◆ EXERCISE INSTRUCTIONS
Each entry needs to be repeated exactly, with nothing added or removed.

++++ TASK DATA ++++

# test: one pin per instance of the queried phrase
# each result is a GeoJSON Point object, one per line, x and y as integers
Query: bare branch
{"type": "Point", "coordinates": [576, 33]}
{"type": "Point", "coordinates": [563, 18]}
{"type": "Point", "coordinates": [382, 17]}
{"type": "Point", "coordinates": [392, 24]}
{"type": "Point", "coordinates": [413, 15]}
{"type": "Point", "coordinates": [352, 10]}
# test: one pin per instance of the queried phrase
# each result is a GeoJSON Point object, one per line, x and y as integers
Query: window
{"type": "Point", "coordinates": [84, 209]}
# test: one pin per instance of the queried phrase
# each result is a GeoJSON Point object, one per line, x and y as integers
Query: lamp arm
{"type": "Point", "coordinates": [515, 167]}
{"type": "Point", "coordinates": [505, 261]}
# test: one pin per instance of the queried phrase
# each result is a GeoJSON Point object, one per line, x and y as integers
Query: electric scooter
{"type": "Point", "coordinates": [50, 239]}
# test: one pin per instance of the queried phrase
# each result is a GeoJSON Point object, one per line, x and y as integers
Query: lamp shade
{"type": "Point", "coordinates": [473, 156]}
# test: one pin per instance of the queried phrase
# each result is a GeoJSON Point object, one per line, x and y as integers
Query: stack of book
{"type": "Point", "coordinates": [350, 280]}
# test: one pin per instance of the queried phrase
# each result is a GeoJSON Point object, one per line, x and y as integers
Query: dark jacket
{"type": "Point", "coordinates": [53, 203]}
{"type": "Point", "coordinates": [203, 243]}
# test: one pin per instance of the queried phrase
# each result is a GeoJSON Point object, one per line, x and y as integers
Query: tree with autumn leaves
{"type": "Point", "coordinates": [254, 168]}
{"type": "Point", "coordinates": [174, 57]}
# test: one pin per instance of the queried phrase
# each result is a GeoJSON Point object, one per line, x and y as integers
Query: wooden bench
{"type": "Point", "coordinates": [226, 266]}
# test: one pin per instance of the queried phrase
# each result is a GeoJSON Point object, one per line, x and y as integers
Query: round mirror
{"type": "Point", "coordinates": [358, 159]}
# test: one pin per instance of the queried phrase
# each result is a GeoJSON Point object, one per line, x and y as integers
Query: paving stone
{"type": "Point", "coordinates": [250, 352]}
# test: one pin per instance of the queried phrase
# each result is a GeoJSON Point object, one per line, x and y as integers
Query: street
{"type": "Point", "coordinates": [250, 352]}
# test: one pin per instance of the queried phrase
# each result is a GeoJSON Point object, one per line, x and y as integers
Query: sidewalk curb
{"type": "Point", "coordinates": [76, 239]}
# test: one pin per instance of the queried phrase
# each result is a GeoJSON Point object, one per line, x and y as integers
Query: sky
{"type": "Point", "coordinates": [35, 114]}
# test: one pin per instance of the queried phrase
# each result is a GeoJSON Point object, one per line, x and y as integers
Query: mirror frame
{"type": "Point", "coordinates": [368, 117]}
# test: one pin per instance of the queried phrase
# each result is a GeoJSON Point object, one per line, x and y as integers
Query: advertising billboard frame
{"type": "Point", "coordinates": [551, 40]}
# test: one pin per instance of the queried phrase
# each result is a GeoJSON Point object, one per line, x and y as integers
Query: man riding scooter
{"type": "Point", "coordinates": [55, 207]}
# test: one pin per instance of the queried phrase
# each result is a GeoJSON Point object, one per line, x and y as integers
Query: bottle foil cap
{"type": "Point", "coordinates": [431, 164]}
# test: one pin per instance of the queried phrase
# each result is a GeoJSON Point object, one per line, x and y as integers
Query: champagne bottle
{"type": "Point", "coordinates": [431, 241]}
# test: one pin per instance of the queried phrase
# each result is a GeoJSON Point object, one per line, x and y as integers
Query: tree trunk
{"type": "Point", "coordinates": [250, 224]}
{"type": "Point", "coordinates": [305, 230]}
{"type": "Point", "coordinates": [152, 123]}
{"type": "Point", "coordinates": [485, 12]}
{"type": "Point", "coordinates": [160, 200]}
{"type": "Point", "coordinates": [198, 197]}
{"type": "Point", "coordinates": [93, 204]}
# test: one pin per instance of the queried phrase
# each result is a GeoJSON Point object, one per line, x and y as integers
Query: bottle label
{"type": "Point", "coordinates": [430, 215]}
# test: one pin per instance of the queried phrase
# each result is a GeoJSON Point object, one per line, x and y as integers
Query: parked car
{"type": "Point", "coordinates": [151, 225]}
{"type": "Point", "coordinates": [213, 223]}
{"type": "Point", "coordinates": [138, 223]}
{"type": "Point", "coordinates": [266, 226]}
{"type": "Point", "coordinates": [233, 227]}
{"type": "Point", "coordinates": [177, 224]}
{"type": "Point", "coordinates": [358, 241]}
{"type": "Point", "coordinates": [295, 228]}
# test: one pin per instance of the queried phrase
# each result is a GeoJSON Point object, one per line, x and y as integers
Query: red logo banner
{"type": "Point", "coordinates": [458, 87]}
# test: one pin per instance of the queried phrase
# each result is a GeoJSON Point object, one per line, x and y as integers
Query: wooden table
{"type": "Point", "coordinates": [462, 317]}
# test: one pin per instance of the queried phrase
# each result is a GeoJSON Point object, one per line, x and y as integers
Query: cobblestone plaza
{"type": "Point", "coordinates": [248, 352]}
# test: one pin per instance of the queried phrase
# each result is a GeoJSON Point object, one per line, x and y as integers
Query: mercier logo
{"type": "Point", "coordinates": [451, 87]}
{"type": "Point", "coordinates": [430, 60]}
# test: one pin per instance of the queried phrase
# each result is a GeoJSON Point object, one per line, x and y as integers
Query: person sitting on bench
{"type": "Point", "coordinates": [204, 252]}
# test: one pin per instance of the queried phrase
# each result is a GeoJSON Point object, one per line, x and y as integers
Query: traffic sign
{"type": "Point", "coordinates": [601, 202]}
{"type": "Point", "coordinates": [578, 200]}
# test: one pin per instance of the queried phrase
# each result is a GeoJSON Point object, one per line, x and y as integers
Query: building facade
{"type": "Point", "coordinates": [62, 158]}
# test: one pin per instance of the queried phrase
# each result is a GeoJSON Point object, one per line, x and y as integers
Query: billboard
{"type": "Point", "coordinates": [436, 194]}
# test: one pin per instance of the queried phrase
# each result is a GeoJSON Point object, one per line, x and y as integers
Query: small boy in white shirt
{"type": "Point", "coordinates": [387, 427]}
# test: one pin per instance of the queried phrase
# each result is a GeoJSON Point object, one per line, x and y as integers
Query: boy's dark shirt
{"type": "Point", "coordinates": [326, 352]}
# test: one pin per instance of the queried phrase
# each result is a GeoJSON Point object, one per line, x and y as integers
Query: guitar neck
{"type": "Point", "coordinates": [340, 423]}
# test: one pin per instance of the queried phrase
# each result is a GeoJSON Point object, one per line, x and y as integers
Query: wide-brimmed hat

++++

◆ RESPONSE TO THIS TASK
# test: one pin per instance of the queried phrase
# each result is a GeoJSON Point object, one per line, x and y as integers
Query: bare branch
{"type": "Point", "coordinates": [576, 33]}
{"type": "Point", "coordinates": [563, 18]}
{"type": "Point", "coordinates": [382, 17]}
{"type": "Point", "coordinates": [392, 24]}
{"type": "Point", "coordinates": [413, 15]}
{"type": "Point", "coordinates": [352, 10]}
# test: one pin per instance of the queried phrase
# each result is a GeoJSON Point object, one per line, x and y as integers
Query: window
{"type": "Point", "coordinates": [84, 209]}
# test: one pin per instance of the queried phrase
# each result is a GeoJSON Point object, one per line, x and y as integers
Query: lamp arm
{"type": "Point", "coordinates": [515, 167]}
{"type": "Point", "coordinates": [505, 261]}
# test: one pin per instance of the queried phrase
# each result is a GeoJSON Point object, one per line, x and y as integers
Query: electric scooter
{"type": "Point", "coordinates": [50, 239]}
# test: one pin per instance of the queried phrase
# each result is a GeoJSON Point object, one per line, x and y as integers
Query: lamp shade
{"type": "Point", "coordinates": [473, 156]}
# test: one pin per instance of the queried phrase
# each result is a GeoJSON Point object, one per line, x and y as integers
Query: stack of book
{"type": "Point", "coordinates": [350, 280]}
# test: one pin per instance of the queried phrase
# each result is a GeoJSON Point object, one per line, x and y as integers
Query: dark jacket
{"type": "Point", "coordinates": [53, 203]}
{"type": "Point", "coordinates": [203, 243]}
# test: one pin per instance of the queried phrase
# each result is a GeoJSON Point object, one per line, x and y as integers
Query: tree with autumn leaves
{"type": "Point", "coordinates": [254, 168]}
{"type": "Point", "coordinates": [174, 57]}
# test: one pin per instance of the queried phrase
# each result is a GeoJSON Point object, one per line, x and y as integers
Query: wooden bench
{"type": "Point", "coordinates": [226, 266]}
# test: one pin per instance of the queried phrase
# each result is a GeoJSON Point object, one per line, x and y as integers
Query: round mirror
{"type": "Point", "coordinates": [358, 159]}
# test: one pin per instance of the queried phrase
# each result is a GeoJSON Point object, one per line, x and y as integers
Query: paving stone
{"type": "Point", "coordinates": [250, 352]}
# test: one pin per instance of the queried phrase
# each result is a GeoJSON Point object, one per line, x and y as integers
Query: street
{"type": "Point", "coordinates": [250, 352]}
# test: one pin per instance of the queried phrase
# each result is a GeoJSON Point object, one per line, x and y as integers
Query: sidewalk curb
{"type": "Point", "coordinates": [76, 239]}
# test: one pin per instance of the queried phrase
# each result is a GeoJSON Point object, one per line, x and y as integers
Query: sky
{"type": "Point", "coordinates": [35, 114]}
# test: one pin per instance of the queried phrase
# each result is a GeoJSON Point object, one per line, x and y as integers
Query: mirror frame
{"type": "Point", "coordinates": [368, 117]}
# test: one pin per instance of the queried phrase
# each result is a GeoJSON Point object, one per line, x and y as integers
Query: advertising billboard frame
{"type": "Point", "coordinates": [551, 40]}
# test: one pin per instance of the queried phrase
# each result is a GeoJSON Point object, one per line, x and y as integers
Query: man riding scooter
{"type": "Point", "coordinates": [55, 207]}
# test: one pin per instance of the queried phrase
# each result is a GeoJSON Point object, one per line, x and y as integers
Query: bottle foil cap
{"type": "Point", "coordinates": [431, 164]}
# test: one pin per instance of the queried phrase
# each result is a GeoJSON Point object, one per line, x and y as integers
Query: champagne bottle
{"type": "Point", "coordinates": [431, 241]}
# test: one pin per instance of the queried phrase
# each result is a GeoJSON Point object, one per line, x and y as integers
Query: tree trunk
{"type": "Point", "coordinates": [250, 224]}
{"type": "Point", "coordinates": [305, 230]}
{"type": "Point", "coordinates": [152, 123]}
{"type": "Point", "coordinates": [485, 12]}
{"type": "Point", "coordinates": [160, 200]}
{"type": "Point", "coordinates": [198, 197]}
{"type": "Point", "coordinates": [93, 204]}
# test: one pin per instance of the queried phrase
# each result is a GeoJSON Point object, one per line, x and y as integers
Query: bottle label
{"type": "Point", "coordinates": [430, 215]}
# test: one pin per instance of the queried phrase
# each result is a GeoJSON Point object, one per line, x and y as integers
Query: parked car
{"type": "Point", "coordinates": [151, 225]}
{"type": "Point", "coordinates": [213, 223]}
{"type": "Point", "coordinates": [138, 223]}
{"type": "Point", "coordinates": [266, 226]}
{"type": "Point", "coordinates": [233, 227]}
{"type": "Point", "coordinates": [177, 224]}
{"type": "Point", "coordinates": [358, 241]}
{"type": "Point", "coordinates": [295, 228]}
# test: one pin per instance of the queried phrase
# each result is a GeoJSON Point object, one per line, x and y as integers
Query: red logo banner
{"type": "Point", "coordinates": [458, 87]}
# test: one pin per instance of the queried phrase
# each result is a GeoJSON Point object, one per line, x and y as integers
Query: wooden table
{"type": "Point", "coordinates": [462, 317]}
# test: one pin per instance of the queried phrase
# each result is a GeoJSON Point object, one per line, x and y as integers
Query: cobblestone plaza
{"type": "Point", "coordinates": [248, 352]}
# test: one pin per instance of the queried phrase
# each result is a GeoJSON Point object, one per line, x and y as integers
Query: mercier logo
{"type": "Point", "coordinates": [451, 87]}
{"type": "Point", "coordinates": [430, 60]}
# test: one pin per instance of the queried phrase
# each result is a GeoJSON Point object, one per line, x and y as integers
Query: person sitting on bench
{"type": "Point", "coordinates": [204, 252]}
# test: one pin per instance of the queried phrase
# each result is a GeoJSON Point object, one per line, x and y as integers
Query: traffic sign
{"type": "Point", "coordinates": [601, 202]}
{"type": "Point", "coordinates": [578, 200]}
# test: one pin per instance of the queried phrase
# each result is a GeoJSON Point object, one per line, x and y as integers
Query: building facade
{"type": "Point", "coordinates": [62, 158]}
# test: one pin per instance of the queried phrase
# each result is a GeoJSON Point object, one per line, x and y as integers
Query: billboard
{"type": "Point", "coordinates": [436, 194]}
# test: one pin per instance of the queried phrase
# each result is a GeoJSON Point object, one per line, x and y as integers
Query: small boy in white shirt
{"type": "Point", "coordinates": [387, 427]}
# test: one pin per instance of the queried phrase
# each result is a GeoJSON Point object, one per line, x and y as integers
Query: boy's dark shirt
{"type": "Point", "coordinates": [326, 352]}
# test: one pin per instance of the queried phrase
# each result is a GeoJSON Point object, one per line, x and y as integers
Query: guitar neck
{"type": "Point", "coordinates": [340, 423]}
# test: one pin per instance of the queried phrase
# each result is a GeoJSON Point object, one per line, x and y as integers
Query: wide-brimmed hat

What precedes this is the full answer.